▶ Textauszug:
•••••

Sandra Knell: Diese Frage muss immer individuell beantwortet werden. Die meisten Patienten entscheiden sich zunächst für eine einohrige Versorgung, auch wenn der Hörverlust beide Seiten betrifft. Etwa 70 Prozent der CI-Tragenden in Deutschland sind einseitig versorgt. Das andere Ohr wird oftmals mit einem Hörgerät versorgt, zumal die Betroffenen diese Art der Versorgung ja bereits kennen. Häufig entscheiden sich die Patientinnen und Patienten im späteren Verlauf, auch das zweite Ohr mit einem CI versorgen zu lassen.
Kann ein Cochlea-Implantat auch bei Kindern mit angeborener Hörschädigung eingesetzt werden?
Anja Eisenhut: In vielen Fällen ist dies möglich. Für die betroffenen Kinder bedeutet ein Hörimplantat die Möglichkeit, schon früh ein Hörverständnis zu erreichen, das wiederum Grundlage für eine gute Sprachentwicklung und damit die soziale Teilhabe ist. Voraussetzungen für die Versorgung sind eine ausführliche Diagnostik in einer HNO-Klinik sowie ausführliche Beratungs- und Aufklärungsgespräche durch HNO-Ärzte, Audiologen und Akustiker.
Welche Besonderheiten ergeben sich mit einem Hörimplantat im Alltag?
Sandra Knell: Die meisten Menschen mit einem CI kommen in Alltagssituationen gut zurecht. Außenstehende wundern sich häufig, wenn jemand offenbart, ein CI zu tragen. Mit den meisten CI-Tragenden kann man sich, auch in lauter Umgebung, gut unterhalten. Selbst unter akustisch schwierigen Bedingungen hilft die Technik, indem Automatikprogramme greifen. Zudem können Ansteckmikrofone in bestimmten Situationen die Qualität noch einmal verbessern. Auch das direkte Streamen von TV und Handy ist schon lange Standard.

•••••

▶ Aufgabe 1: Stimmen die folgenden Aussagen mit dem Textauszug zum Cochlea-Implantat überein? Antworte jeweils mit Ja oder Nein und zitiere die entscheidenden Worte. (a) Etwa 70 Prozent der CI-Tragenden in Deutschland sind beidseitig versorgt. (b) Bei Kindern mit angeborener Hörschädigung kann ein Cochlea-Implantat in vielen Fällen eingesetzt werden. (c) Das direkte Streamen von TV und Handy ist erst seit Kurzem möglich.
▶ Aufgabe 2: Setze den Textauszug zum Cochlea-Implantat nach seinem letzten Satz fort.

▶ Gespeicherte Dateneinträge:
•••••

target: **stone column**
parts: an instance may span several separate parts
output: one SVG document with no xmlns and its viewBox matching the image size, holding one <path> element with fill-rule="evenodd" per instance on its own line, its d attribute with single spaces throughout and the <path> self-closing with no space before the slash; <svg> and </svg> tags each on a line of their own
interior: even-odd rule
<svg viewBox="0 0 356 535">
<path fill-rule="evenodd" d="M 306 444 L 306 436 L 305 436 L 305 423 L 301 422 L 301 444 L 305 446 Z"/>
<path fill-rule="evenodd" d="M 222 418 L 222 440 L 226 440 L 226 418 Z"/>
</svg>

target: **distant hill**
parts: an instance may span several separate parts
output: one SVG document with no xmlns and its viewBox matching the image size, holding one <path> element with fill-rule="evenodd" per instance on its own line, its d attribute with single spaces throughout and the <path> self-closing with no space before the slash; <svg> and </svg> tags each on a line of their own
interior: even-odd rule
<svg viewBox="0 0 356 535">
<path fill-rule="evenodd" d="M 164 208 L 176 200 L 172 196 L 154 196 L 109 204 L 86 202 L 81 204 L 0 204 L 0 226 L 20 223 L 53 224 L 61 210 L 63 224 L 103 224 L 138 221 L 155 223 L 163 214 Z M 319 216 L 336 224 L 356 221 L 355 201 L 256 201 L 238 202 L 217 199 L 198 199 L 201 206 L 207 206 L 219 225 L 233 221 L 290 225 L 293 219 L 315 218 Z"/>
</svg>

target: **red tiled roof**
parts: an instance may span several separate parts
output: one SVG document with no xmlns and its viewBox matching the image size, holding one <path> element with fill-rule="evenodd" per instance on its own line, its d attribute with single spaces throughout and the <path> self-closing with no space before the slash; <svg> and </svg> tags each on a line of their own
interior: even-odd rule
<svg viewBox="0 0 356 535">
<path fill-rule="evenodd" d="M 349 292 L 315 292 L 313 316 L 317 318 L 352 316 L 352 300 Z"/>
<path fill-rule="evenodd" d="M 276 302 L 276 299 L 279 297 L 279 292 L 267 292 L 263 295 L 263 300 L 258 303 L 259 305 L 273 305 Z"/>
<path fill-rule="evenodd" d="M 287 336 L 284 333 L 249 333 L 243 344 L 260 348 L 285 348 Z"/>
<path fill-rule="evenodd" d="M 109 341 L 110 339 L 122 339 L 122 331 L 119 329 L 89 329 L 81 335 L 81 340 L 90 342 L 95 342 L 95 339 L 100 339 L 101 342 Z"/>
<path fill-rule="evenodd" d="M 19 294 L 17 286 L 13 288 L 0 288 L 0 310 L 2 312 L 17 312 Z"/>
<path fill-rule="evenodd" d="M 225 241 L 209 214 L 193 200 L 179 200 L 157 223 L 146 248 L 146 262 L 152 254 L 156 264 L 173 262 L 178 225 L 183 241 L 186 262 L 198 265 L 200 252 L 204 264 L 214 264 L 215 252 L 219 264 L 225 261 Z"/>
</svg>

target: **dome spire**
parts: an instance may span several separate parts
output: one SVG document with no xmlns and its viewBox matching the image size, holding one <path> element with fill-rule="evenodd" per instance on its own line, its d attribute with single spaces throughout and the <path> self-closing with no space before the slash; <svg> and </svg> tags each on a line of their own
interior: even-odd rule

•••••

▶ Lösung 1:
(a) Nein: „Etwa 70 Prozent der CI-Tragenden in Deutschland sind einseitig versorgt.“
(b) Ja: „In vielen Fällen ist dies möglich.“
(c) Nein: „Auch das direkte Streamen von TV und Handy ist schon lange Standard.“

▶ Lösung 2:
Werden die Kosten für ein Cochlea-Implantat von der Krankenkasse übernommen?
Sebastian Thömmes: Die gesetzlichen Krankenkassen tragen nicht nur die Kosten für das Implantat und die Behandlung, sondern auch für notwendiges Zubehör und die Energieversorgung. Bei privaten Kassen hängt die Kostenübernahme vom Vertrag ab.
An wen kann ich mich wenden, um mehr über die Versorgung mit einem Hörimplantat zu erfahren?
Anja Eisenhut: Eine gute Anlaufstelle für eine Erstberatung ist Ihr betreuender Akustiker. Er kann auch den Kontakt zu HNO-Ärzten, HNO-Kliniken sowie Herstellern von Implantaten ermöglichen. Zudem bietet die Initiative „Ich will hören“ die Möglichkeit, sich unverbindlich über Hörimplantate zu informieren und sich mit Menschen auszutauschen, die bereits Erfahrung mit einem Cochlea-Implantat haben.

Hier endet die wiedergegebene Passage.